___ RECORD SET
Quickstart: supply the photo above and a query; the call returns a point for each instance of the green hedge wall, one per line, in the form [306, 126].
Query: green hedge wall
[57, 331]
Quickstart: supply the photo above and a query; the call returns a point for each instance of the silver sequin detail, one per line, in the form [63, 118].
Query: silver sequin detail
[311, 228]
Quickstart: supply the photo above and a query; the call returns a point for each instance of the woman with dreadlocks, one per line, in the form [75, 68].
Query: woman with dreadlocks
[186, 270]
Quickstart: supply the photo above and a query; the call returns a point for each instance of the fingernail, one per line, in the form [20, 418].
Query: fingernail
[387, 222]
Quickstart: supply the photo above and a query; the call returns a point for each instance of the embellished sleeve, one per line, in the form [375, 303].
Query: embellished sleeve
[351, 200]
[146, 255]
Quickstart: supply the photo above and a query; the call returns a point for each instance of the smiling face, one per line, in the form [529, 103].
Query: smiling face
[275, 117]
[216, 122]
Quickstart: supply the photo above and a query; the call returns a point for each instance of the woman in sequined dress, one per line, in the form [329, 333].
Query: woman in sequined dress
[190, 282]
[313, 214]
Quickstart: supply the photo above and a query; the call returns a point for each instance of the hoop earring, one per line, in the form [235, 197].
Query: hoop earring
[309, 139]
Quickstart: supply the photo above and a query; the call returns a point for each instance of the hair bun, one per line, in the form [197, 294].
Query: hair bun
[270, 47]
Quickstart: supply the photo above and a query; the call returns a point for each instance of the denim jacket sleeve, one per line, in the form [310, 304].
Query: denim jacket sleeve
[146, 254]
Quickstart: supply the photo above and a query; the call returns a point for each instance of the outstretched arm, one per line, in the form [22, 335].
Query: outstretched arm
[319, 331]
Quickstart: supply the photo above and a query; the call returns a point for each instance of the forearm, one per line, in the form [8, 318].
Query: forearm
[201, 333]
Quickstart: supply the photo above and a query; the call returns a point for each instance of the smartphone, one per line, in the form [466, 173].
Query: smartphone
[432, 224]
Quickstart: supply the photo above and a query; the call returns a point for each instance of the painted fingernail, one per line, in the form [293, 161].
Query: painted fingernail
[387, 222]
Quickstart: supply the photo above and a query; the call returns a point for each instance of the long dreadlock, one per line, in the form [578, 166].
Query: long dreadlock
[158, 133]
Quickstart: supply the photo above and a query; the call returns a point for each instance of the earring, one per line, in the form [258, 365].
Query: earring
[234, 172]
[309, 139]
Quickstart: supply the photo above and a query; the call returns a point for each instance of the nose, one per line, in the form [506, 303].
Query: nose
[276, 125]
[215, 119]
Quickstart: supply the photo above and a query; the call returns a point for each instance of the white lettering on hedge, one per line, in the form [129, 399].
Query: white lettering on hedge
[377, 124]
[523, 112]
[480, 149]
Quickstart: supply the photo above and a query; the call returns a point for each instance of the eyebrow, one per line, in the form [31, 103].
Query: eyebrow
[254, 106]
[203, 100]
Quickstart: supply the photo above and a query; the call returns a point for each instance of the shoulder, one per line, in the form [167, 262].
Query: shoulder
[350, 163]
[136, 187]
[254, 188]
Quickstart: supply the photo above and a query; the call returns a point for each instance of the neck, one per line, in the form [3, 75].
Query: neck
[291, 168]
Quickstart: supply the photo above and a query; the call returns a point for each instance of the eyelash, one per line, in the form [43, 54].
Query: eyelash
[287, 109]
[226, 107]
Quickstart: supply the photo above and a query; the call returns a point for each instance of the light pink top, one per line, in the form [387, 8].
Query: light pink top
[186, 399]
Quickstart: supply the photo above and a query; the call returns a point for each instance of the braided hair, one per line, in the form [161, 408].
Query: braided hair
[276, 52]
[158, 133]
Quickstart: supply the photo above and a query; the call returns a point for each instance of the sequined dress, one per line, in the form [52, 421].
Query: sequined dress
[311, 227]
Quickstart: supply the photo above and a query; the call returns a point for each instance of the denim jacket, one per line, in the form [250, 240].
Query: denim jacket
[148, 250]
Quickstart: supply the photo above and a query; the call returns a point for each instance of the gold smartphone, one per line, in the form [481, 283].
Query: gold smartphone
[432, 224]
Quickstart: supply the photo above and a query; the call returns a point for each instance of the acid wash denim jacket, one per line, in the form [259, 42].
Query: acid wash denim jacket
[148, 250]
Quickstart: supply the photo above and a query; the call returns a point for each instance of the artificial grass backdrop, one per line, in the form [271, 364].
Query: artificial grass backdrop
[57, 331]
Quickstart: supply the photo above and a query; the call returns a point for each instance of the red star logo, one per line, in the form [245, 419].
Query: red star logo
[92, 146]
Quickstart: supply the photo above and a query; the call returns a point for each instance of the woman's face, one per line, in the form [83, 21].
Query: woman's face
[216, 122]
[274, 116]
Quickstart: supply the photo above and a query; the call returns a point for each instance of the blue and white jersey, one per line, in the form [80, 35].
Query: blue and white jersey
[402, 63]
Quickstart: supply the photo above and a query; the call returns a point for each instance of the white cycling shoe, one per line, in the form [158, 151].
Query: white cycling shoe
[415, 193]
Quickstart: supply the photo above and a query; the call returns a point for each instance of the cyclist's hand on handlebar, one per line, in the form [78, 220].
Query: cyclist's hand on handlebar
______
◆ **SHORT EXERCISE**
Repeat the records above exactly, leaving none out.

◆ **WORKED ANSWER**
Quickstart: supply the photo above and a query; the call returns a point for each instance of the green hedge wall, one per line, in the form [306, 126].
Query: green hedge wall
[57, 331]
Quickstart: supply the photo above and a query; the call returns a point for each instance of the silver sequin detail, one per line, in the form [63, 118].
Query: silver sequin detail
[311, 228]
Quickstart: supply the photo above and a query; the call returns a point for each instance of the woman with dreadlocks, one per line, in the form [75, 68].
Query: woman with dreadlocks
[186, 270]
Quickstart: supply the photo above and a query; the call returns a point for each instance of the fingernail, one per line, in the form [20, 418].
Query: fingernail
[387, 222]
Quickstart: supply the photo above and a query; the call returns a point for each instance of the embellished sleeve, one per line, in the form [375, 303].
Query: embellished sleeve
[351, 200]
[146, 255]
Quickstart: supply the photo above and a query; the call returns a point for each instance of the smiling face, one per line, in the form [529, 103].
Query: smiling face
[275, 117]
[216, 122]
Quickstart: supply the photo above and a query; the call returns a point for each instance of the woman in sequined dress, one per line, in the form [329, 333].
Query: woman in sequined dress
[190, 282]
[313, 214]
Quickstart: supply the photo above and a query; the call returns a point for each instance of the hoop earring, one per line, in the form [235, 197].
Query: hoop earring
[309, 139]
Quickstart: supply the photo above and a query; the call returns a point for each instance of the hair bun, one per line, in the form [197, 294].
Query: hair bun
[270, 47]
Quickstart: supply the photo above and a query; the call returns a point for each instance of the denim jacket sleeve, one per line, in the form [310, 304].
Query: denim jacket sleeve
[146, 254]
Quickstart: supply the photo above and a query; the call returns a point for each instance of the outstretched arm, one per line, in the form [22, 335].
Query: outstretched arm
[319, 331]
Quickstart: supply the photo above and a query; the call returns a point for each instance of the forearm, one per line, in the form [8, 318].
Query: forearm
[201, 333]
Quickstart: supply the photo above and a query; the call returns a point for each instance of the smartphone, one per line, in the form [466, 173].
Query: smartphone
[432, 224]
Quickstart: supply the photo above and a query; the call returns a point for each instance of the painted fingernail, one per line, in the form [293, 161].
Query: painted fingernail
[387, 222]
Quickstart: supply the photo above and a query; the call returns a point for each instance of the long dreadlock, one per line, in the form [578, 166].
Query: long dreadlock
[158, 133]
Quickstart: supply the photo above and a query; the call returns a point for each instance of the earring, one per line, in the form [258, 365].
Query: earring
[234, 172]
[309, 139]
Quickstart: supply the photo above and a query; the call returns a point for each instance of the nose, one per line, in the form [506, 303].
Query: nose
[276, 125]
[215, 119]
Quickstart: supply the photo above and a query; the call returns a point for each instance of the white lettering on hedge, one per line, in the form [129, 399].
Query: white lettering on hedge
[377, 124]
[523, 112]
[480, 149]
Quickstart: supply the photo above and a query; the call returns a point for each instance of the eyebrow, one per line, in the form [31, 103].
Query: eyebrow
[254, 106]
[203, 100]
Quickstart: supply the photo above and a query; the call returns a point for each instance of the shoulder, one per line, in the form [167, 262].
Query: shoulder
[350, 163]
[136, 187]
[254, 188]
Quickstart: supply the photo above and a query; the call returns a point for each instance of the neck, one per line, in the form [3, 75].
Query: neck
[291, 168]
Quickstart: supply the photo above and a query; the call returns a point for each instance of the eyelash, one per line, in the form [43, 54].
Query: eyelash
[287, 109]
[226, 107]
Quickstart: supply the photo above and a query; the call returns a point for each instance of the light pink top, one per line, in the form [387, 8].
Query: light pink top
[186, 399]
Quickstart: supply the photo above and a query; the call returns a point for each instance of the braided hair, one per line, in the form [161, 408].
Query: braided hair
[276, 52]
[158, 133]
Quickstart: supply the photo above and a query; the call returns a point for each instance of the sequined dress, one per line, in the form [52, 421].
Query: sequined dress
[311, 227]
Quickstart: supply the photo above and a query; the call returns a point for each instance of the denim jacket, one per line, in the form [250, 240].
Query: denim jacket
[148, 250]
Quickstart: supply the photo above and a query; the call returns a point for each instance of the gold smartphone, one per line, in the form [481, 283].
Query: gold smartphone
[432, 224]
Quickstart: supply the photo above and a query; the call returns a point for each instance of the acid wash denim jacket, one per line, in the form [259, 42].
Query: acid wash denim jacket
[148, 250]
Quickstart: supply the photo above and a query; the call returns a point for each instance of the artificial grass backdrop, one per line, in the form [271, 364].
Query: artificial grass backdrop
[57, 331]
Quickstart: supply the photo above and a query; the call returns a point for each instance of the red star logo, one per line, in the form [245, 419].
Query: red star logo
[92, 146]
Quickstart: supply the photo above and a query; the call returns a point for each instance of the woman's face, one per line, in the form [83, 21].
Query: woman's face
[216, 122]
[274, 116]
Quickstart: supply the photo above and a query; the call returns a point for each instance of the blue and white jersey, one per line, in the form [80, 35].
Query: blue and white jersey
[402, 63]
Quickstart: supply the photo above and a query; the call returns a point for each instance of the white cycling shoe, one per line, in the form [158, 151].
Query: white cycling shoe
[415, 193]
Quickstart: supply the photo above and a query; the call returns a point for each instance of the cyclist's hand on handlebar, one per line, in the form [78, 220].
Query: cyclist's hand on handlebar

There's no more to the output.